=== Records provided ===
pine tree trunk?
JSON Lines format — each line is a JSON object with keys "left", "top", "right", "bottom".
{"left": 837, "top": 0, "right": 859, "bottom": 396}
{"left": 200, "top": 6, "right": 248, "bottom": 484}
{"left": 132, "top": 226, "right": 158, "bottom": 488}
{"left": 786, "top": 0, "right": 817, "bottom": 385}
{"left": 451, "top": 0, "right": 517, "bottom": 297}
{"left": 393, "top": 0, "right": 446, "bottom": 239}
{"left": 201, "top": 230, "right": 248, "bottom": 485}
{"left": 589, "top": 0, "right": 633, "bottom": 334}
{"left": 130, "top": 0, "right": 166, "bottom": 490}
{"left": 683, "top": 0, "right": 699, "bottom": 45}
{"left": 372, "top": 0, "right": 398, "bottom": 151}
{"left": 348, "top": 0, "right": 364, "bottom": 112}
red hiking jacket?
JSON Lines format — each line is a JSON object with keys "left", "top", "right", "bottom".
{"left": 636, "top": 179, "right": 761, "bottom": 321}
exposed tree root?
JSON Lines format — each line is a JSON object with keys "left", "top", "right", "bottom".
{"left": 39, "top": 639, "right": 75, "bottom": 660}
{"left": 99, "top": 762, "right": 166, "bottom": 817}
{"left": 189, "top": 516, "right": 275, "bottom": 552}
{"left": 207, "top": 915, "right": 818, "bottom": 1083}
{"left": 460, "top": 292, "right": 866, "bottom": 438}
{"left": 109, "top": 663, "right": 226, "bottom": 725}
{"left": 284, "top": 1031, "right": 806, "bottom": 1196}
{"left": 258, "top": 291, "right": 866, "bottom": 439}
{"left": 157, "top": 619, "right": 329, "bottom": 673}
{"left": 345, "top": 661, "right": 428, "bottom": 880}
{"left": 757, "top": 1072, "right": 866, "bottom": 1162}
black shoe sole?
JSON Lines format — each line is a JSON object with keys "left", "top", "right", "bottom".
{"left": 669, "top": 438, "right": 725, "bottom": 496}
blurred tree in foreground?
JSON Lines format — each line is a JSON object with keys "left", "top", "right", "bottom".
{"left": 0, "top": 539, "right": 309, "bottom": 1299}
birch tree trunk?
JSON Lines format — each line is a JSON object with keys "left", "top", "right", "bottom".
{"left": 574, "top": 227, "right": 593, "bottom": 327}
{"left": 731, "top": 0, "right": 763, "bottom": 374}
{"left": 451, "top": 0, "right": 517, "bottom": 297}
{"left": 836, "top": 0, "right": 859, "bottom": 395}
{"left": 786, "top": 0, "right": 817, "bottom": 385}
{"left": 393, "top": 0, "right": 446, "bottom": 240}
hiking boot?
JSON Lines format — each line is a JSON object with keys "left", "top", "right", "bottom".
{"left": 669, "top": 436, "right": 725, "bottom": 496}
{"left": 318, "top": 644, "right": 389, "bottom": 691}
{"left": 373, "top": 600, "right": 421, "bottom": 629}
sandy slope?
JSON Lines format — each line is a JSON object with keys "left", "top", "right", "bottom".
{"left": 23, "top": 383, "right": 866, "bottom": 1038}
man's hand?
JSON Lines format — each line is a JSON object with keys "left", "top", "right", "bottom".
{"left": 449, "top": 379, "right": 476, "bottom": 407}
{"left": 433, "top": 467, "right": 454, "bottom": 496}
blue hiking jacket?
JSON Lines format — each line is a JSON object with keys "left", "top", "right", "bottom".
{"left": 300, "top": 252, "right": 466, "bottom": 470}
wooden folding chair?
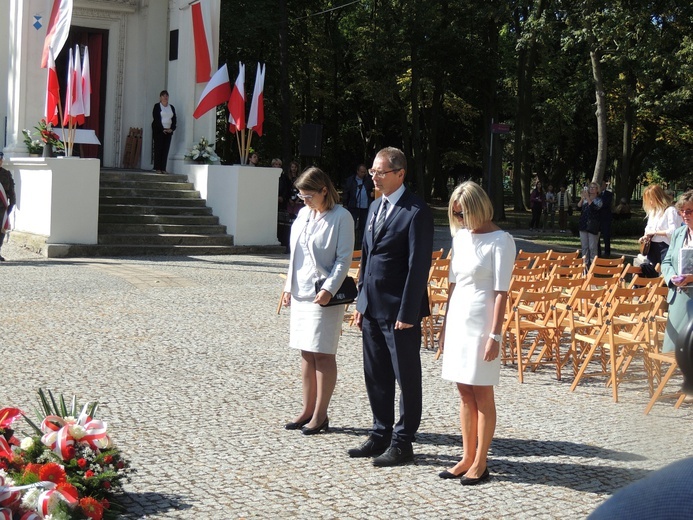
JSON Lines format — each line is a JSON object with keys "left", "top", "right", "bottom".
{"left": 585, "top": 263, "right": 624, "bottom": 280}
{"left": 511, "top": 266, "right": 547, "bottom": 281}
{"left": 548, "top": 265, "right": 584, "bottom": 279}
{"left": 506, "top": 289, "right": 563, "bottom": 382}
{"left": 644, "top": 352, "right": 687, "bottom": 414}
{"left": 501, "top": 278, "right": 551, "bottom": 364}
{"left": 423, "top": 258, "right": 450, "bottom": 350}
{"left": 570, "top": 300, "right": 655, "bottom": 402}
{"left": 592, "top": 256, "right": 626, "bottom": 268}
{"left": 515, "top": 249, "right": 548, "bottom": 268}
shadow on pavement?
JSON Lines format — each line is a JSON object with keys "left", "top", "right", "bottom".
{"left": 118, "top": 492, "right": 193, "bottom": 518}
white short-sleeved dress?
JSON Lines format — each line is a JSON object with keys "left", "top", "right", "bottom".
{"left": 441, "top": 229, "right": 516, "bottom": 385}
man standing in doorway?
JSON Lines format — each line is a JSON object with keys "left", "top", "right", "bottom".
{"left": 348, "top": 147, "right": 434, "bottom": 467}
{"left": 342, "top": 163, "right": 375, "bottom": 247}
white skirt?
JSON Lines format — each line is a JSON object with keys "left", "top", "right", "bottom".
{"left": 289, "top": 298, "right": 345, "bottom": 354}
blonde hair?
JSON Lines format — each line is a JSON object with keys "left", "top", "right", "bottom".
{"left": 448, "top": 181, "right": 494, "bottom": 235}
{"left": 295, "top": 167, "right": 340, "bottom": 210}
{"left": 643, "top": 184, "right": 673, "bottom": 218}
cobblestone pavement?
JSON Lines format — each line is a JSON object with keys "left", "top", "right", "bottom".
{"left": 1, "top": 231, "right": 691, "bottom": 519}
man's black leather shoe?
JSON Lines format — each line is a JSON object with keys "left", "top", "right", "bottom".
{"left": 347, "top": 438, "right": 388, "bottom": 458}
{"left": 372, "top": 445, "right": 414, "bottom": 467}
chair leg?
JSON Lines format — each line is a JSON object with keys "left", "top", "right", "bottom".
{"left": 644, "top": 363, "right": 678, "bottom": 415}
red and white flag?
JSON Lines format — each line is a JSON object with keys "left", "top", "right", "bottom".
{"left": 193, "top": 63, "right": 231, "bottom": 119}
{"left": 45, "top": 46, "right": 60, "bottom": 125}
{"left": 70, "top": 45, "right": 85, "bottom": 125}
{"left": 41, "top": 0, "right": 73, "bottom": 68}
{"left": 247, "top": 63, "right": 265, "bottom": 137}
{"left": 62, "top": 47, "right": 74, "bottom": 125}
{"left": 81, "top": 46, "right": 91, "bottom": 117}
{"left": 228, "top": 62, "right": 245, "bottom": 133}
{"left": 191, "top": 0, "right": 213, "bottom": 83}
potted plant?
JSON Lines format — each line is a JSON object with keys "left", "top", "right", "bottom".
{"left": 22, "top": 129, "right": 44, "bottom": 155}
{"left": 36, "top": 119, "right": 66, "bottom": 157}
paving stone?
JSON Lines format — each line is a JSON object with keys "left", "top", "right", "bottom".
{"left": 0, "top": 232, "right": 691, "bottom": 519}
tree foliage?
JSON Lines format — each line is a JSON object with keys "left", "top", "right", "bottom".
{"left": 217, "top": 0, "right": 693, "bottom": 205}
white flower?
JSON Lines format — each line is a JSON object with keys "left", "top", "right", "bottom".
{"left": 22, "top": 487, "right": 40, "bottom": 509}
{"left": 64, "top": 416, "right": 77, "bottom": 424}
{"left": 69, "top": 424, "right": 87, "bottom": 440}
{"left": 20, "top": 437, "right": 35, "bottom": 450}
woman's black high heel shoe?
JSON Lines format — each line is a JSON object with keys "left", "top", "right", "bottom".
{"left": 301, "top": 417, "right": 329, "bottom": 435}
{"left": 284, "top": 418, "right": 310, "bottom": 430}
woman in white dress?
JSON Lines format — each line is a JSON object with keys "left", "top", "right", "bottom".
{"left": 282, "top": 167, "right": 354, "bottom": 435}
{"left": 438, "top": 181, "right": 515, "bottom": 485}
{"left": 639, "top": 184, "right": 682, "bottom": 266}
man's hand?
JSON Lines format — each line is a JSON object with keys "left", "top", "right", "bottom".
{"left": 395, "top": 321, "right": 413, "bottom": 330}
{"left": 354, "top": 311, "right": 363, "bottom": 330}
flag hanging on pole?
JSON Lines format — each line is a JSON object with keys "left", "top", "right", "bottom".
{"left": 191, "top": 0, "right": 213, "bottom": 83}
{"left": 71, "top": 45, "right": 85, "bottom": 125}
{"left": 45, "top": 46, "right": 60, "bottom": 125}
{"left": 41, "top": 0, "right": 73, "bottom": 68}
{"left": 81, "top": 46, "right": 91, "bottom": 118}
{"left": 193, "top": 64, "right": 231, "bottom": 119}
{"left": 228, "top": 62, "right": 245, "bottom": 133}
{"left": 247, "top": 63, "right": 265, "bottom": 137}
{"left": 62, "top": 47, "right": 74, "bottom": 126}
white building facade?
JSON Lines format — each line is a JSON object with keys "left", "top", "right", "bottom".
{"left": 1, "top": 0, "right": 221, "bottom": 170}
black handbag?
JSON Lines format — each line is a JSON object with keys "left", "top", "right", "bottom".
{"left": 586, "top": 218, "right": 600, "bottom": 235}
{"left": 315, "top": 276, "right": 358, "bottom": 307}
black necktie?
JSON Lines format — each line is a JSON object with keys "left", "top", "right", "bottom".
{"left": 374, "top": 199, "right": 389, "bottom": 237}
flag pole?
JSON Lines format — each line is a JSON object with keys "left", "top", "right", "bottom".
{"left": 235, "top": 131, "right": 242, "bottom": 164}
{"left": 246, "top": 130, "right": 254, "bottom": 164}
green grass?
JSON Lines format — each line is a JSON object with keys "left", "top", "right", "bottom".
===
● What is needed: Where does the word "flag" show up in the material? Copy out each line that has it.

● Answer below:
red and white flag?
flag hanging on pole?
flag pole?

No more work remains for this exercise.